**Exercise prompt:**
From the entries underneath, give the number of lines holding the word "target", without any other words.

Data to use Start Marker

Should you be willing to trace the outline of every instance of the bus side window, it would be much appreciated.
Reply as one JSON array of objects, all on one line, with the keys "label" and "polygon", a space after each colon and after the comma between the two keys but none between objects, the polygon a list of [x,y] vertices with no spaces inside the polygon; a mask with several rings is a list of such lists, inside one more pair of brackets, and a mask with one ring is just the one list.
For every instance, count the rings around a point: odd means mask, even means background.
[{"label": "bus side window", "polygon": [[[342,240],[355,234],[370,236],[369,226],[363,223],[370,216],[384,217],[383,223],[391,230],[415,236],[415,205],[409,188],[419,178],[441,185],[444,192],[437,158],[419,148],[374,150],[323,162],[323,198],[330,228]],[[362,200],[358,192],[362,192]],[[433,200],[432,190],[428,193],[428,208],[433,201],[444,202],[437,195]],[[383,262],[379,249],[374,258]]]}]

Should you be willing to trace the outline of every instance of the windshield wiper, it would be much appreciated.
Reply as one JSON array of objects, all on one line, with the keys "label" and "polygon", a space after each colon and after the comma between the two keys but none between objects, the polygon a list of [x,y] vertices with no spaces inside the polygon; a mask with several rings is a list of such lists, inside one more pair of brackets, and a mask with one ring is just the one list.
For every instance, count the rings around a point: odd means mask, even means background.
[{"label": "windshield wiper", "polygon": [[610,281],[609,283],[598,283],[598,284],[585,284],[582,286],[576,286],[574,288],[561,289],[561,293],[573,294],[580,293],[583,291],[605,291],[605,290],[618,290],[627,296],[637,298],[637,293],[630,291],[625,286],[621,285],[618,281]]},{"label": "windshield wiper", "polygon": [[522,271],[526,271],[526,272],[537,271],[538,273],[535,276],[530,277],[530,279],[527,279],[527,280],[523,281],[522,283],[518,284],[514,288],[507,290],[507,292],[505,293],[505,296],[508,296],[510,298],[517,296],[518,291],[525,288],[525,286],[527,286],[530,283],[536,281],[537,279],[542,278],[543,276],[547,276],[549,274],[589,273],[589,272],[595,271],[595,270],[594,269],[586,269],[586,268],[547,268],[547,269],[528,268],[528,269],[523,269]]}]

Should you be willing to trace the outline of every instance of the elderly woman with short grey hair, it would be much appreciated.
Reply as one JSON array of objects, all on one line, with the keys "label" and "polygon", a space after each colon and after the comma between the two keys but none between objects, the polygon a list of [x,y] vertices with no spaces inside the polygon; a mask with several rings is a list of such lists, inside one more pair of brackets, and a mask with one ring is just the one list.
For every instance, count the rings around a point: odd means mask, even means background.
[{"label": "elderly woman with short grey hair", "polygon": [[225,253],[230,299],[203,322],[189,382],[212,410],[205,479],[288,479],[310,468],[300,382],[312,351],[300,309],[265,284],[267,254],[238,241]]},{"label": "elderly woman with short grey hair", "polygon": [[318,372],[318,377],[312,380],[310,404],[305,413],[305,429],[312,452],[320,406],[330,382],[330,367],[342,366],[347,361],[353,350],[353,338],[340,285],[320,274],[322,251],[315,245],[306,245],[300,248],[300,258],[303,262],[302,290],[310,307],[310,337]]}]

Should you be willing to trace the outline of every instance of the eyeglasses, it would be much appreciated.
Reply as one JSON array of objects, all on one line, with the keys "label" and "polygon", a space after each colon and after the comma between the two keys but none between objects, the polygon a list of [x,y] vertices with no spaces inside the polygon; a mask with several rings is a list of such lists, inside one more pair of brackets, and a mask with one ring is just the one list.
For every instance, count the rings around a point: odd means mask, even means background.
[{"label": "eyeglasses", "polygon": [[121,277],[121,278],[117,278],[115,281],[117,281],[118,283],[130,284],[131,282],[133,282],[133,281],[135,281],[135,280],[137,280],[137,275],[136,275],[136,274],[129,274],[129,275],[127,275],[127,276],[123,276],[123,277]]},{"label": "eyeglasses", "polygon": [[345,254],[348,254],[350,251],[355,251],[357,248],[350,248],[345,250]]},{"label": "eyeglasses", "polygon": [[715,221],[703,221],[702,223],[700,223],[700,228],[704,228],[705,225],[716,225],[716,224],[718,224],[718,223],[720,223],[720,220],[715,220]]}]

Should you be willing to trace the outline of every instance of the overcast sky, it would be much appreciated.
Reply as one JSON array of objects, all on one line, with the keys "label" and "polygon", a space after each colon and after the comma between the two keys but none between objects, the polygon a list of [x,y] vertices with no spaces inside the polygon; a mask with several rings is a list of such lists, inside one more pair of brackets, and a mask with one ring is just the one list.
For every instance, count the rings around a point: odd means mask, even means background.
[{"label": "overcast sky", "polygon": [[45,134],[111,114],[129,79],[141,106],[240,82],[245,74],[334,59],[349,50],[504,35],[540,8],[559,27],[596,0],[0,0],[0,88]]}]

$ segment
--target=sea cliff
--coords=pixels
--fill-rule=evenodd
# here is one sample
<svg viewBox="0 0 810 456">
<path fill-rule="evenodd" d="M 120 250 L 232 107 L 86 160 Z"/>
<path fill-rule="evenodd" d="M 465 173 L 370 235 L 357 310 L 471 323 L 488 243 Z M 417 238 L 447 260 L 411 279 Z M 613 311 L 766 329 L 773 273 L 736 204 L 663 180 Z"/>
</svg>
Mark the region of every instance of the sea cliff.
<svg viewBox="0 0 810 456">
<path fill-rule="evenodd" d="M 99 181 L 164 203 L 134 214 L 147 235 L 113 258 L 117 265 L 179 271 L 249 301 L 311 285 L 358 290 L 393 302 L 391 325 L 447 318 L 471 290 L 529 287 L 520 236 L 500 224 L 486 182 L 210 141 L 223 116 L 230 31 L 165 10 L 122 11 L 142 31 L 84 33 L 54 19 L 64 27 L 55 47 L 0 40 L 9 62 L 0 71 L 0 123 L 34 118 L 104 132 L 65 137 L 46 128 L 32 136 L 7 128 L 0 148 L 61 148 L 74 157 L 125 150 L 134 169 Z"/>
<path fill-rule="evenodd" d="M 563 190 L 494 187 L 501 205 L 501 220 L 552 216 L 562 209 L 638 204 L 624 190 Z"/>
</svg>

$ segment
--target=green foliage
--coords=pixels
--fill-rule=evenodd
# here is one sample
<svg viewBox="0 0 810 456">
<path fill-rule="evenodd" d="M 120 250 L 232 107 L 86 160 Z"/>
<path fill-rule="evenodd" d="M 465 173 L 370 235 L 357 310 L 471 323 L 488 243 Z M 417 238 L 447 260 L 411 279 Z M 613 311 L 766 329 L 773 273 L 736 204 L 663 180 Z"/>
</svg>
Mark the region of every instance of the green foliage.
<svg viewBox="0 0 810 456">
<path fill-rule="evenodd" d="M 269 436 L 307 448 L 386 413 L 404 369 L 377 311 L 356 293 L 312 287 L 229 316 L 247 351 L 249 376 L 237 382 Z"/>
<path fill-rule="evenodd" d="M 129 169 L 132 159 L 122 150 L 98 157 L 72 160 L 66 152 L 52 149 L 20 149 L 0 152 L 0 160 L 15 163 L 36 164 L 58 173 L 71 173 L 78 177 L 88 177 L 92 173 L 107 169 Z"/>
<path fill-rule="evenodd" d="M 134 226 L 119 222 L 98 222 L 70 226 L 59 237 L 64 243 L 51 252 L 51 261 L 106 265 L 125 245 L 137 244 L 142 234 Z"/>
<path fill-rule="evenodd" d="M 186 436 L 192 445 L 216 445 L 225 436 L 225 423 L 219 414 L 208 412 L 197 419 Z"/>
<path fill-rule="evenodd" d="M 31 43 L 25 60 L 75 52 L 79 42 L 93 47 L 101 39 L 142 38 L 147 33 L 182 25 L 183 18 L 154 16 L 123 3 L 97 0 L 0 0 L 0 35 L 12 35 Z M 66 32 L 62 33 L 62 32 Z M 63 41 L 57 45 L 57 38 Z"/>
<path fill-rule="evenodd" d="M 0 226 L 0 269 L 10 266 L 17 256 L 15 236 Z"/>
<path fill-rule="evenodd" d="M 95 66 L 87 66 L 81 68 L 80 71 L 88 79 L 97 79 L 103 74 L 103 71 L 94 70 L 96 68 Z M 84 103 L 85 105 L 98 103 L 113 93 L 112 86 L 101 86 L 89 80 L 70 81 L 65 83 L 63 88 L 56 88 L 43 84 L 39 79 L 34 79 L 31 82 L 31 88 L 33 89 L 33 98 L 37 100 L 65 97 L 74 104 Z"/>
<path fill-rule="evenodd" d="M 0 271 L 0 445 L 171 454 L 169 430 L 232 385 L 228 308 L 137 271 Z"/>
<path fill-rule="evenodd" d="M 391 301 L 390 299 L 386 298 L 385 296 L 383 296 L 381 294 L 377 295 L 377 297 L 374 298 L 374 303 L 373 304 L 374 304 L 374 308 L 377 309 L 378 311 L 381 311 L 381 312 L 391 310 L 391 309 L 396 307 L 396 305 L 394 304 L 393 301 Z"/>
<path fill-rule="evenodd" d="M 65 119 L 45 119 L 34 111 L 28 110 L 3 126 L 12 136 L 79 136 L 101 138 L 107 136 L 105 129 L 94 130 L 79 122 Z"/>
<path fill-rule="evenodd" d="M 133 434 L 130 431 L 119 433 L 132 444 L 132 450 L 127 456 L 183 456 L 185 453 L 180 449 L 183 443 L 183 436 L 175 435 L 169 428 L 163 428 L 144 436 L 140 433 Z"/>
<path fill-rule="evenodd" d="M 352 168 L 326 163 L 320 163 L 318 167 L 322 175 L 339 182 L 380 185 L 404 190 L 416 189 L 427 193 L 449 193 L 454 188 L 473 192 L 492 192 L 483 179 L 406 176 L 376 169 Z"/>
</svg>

Data to use End Marker

**Expected output:**
2